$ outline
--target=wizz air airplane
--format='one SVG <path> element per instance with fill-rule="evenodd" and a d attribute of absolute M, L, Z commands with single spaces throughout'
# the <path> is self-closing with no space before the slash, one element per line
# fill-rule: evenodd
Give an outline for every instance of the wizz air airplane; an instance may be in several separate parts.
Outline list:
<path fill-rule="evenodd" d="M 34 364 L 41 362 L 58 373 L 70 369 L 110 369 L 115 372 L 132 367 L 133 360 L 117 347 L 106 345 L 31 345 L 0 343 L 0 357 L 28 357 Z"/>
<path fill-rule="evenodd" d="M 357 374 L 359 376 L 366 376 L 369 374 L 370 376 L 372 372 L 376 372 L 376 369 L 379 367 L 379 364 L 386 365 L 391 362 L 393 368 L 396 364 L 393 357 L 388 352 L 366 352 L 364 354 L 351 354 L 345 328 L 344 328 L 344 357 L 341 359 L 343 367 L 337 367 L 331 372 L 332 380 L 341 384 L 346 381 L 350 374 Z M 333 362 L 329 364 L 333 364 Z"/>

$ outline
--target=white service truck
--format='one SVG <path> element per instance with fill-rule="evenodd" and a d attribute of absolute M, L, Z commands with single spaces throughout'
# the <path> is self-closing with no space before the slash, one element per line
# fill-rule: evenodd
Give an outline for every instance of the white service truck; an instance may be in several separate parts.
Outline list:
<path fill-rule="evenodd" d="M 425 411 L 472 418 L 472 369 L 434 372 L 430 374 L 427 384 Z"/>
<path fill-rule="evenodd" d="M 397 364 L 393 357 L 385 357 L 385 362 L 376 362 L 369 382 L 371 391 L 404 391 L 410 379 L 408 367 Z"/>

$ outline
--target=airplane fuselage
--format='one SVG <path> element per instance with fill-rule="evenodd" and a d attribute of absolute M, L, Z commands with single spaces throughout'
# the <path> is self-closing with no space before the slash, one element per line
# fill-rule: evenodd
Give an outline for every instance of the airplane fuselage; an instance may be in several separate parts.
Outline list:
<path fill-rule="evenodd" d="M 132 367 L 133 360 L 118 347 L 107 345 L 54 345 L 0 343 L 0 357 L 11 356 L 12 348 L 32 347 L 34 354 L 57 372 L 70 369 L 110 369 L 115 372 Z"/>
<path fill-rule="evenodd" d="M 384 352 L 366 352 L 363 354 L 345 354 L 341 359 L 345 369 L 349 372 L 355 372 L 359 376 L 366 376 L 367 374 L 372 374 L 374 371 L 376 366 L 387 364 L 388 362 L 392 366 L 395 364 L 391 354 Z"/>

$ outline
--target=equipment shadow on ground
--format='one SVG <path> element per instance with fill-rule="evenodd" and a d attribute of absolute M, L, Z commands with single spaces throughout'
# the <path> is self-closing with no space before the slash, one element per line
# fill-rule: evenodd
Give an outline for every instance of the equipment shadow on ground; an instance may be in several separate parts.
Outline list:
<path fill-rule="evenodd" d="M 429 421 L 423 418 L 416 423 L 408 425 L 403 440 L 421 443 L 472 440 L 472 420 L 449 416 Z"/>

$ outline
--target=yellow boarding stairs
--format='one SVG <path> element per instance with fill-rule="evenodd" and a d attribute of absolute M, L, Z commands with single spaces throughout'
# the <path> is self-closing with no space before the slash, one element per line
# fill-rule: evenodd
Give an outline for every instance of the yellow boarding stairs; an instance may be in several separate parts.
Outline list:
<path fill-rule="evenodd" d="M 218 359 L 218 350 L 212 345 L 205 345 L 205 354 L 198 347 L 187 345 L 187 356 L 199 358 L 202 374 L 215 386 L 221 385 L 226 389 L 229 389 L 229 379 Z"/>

═══

• [Work instructions] Turn all of the material above into a numbered list, one line per number, leaving out the blank lines.

• [Task solution]
1. $ outline
2. --target=wizz air airplane
3. --format='one SVG <path> element per instance with fill-rule="evenodd" and a d attribute of absolute M, L, Z commands with single spaces throughout'
4. # the <path> is self-closing with no space before the slash, one element per line
5. # fill-rule: evenodd
6. Give an outline for every instance of the wizz air airplane; an instance may be in several separate parts.
7. Outline list:
8. <path fill-rule="evenodd" d="M 34 364 L 41 362 L 58 373 L 70 369 L 110 369 L 115 372 L 132 367 L 133 360 L 117 347 L 106 345 L 31 345 L 0 343 L 0 357 L 28 357 Z"/>
9. <path fill-rule="evenodd" d="M 357 374 L 359 376 L 366 376 L 369 374 L 370 376 L 372 372 L 376 372 L 376 369 L 379 367 L 379 364 L 386 365 L 391 362 L 393 368 L 396 364 L 393 357 L 388 352 L 366 352 L 364 354 L 351 354 L 345 328 L 344 328 L 344 357 L 341 359 L 343 367 L 337 367 L 331 372 L 332 380 L 341 384 L 346 381 L 350 374 Z M 333 362 L 329 364 L 333 364 Z"/>
10. $ outline
11. --target=white service truck
12. --format='one SVG <path> element per instance with fill-rule="evenodd" and a d attribute of absolute M, L, Z commands with single spaces throughout'
13. # the <path> is self-closing with no space before the slash, one element per line
14. # fill-rule: evenodd
15. Give an outline for every instance of the white service truck; an instance may be in several separate parts.
16. Outline list:
17. <path fill-rule="evenodd" d="M 425 411 L 472 418 L 472 369 L 434 372 L 430 374 L 427 384 Z"/>
18. <path fill-rule="evenodd" d="M 397 364 L 393 357 L 385 357 L 385 362 L 376 362 L 369 382 L 371 391 L 404 391 L 410 379 L 408 367 Z"/>
19. $ outline
20. --target=airplane fuselage
21. --format='one SVG <path> element per instance with fill-rule="evenodd" and a d attribute of absolute M, L, Z commands with single spaces throughout'
22. # the <path> is self-closing with no space before the slash, one element per line
23. # fill-rule: evenodd
24. Give an outline for every instance of the airplane fuselage; an instance may be in several separate parts.
25. Outline list:
26. <path fill-rule="evenodd" d="M 132 367 L 133 360 L 118 347 L 107 345 L 54 345 L 0 343 L 0 357 L 11 356 L 12 348 L 32 347 L 34 354 L 57 372 L 70 369 L 110 369 L 115 372 Z"/>
27. <path fill-rule="evenodd" d="M 384 352 L 366 352 L 363 354 L 345 354 L 341 359 L 345 369 L 349 372 L 355 372 L 359 376 L 366 376 L 367 374 L 372 374 L 374 371 L 376 366 L 387 364 L 388 362 L 392 366 L 395 364 L 391 354 Z"/>
28. $ outline
29. --target=equipment shadow on ground
30. --format='one SVG <path> element per instance with fill-rule="evenodd" and a d attribute of absolute M, L, Z commands with single spaces throughout'
31. # the <path> is self-closing with no space before the slash, one element per line
32. # fill-rule: evenodd
33. Give an outline for every instance of the equipment shadow on ground; an instance may be in several separate parts.
34. Outline list:
35. <path fill-rule="evenodd" d="M 429 421 L 423 418 L 416 423 L 408 425 L 403 440 L 421 443 L 472 440 L 472 420 L 449 416 Z"/>
36. $ outline
37. --target=yellow boarding stairs
38. --format='one SVG <path> element per instance with fill-rule="evenodd" and a d attribute of absolute M, L, Z commands with single spaces throughout'
39. # the <path> is self-closing with no space before the slash, one element per line
40. # fill-rule: evenodd
41. Give an outline for every instance of the yellow boarding stairs; an instance may be in several separate parts.
42. Outline list:
43. <path fill-rule="evenodd" d="M 218 359 L 218 350 L 212 345 L 205 345 L 205 354 L 198 347 L 187 345 L 187 356 L 199 358 L 202 374 L 215 386 L 221 385 L 226 389 L 229 389 L 229 379 Z"/>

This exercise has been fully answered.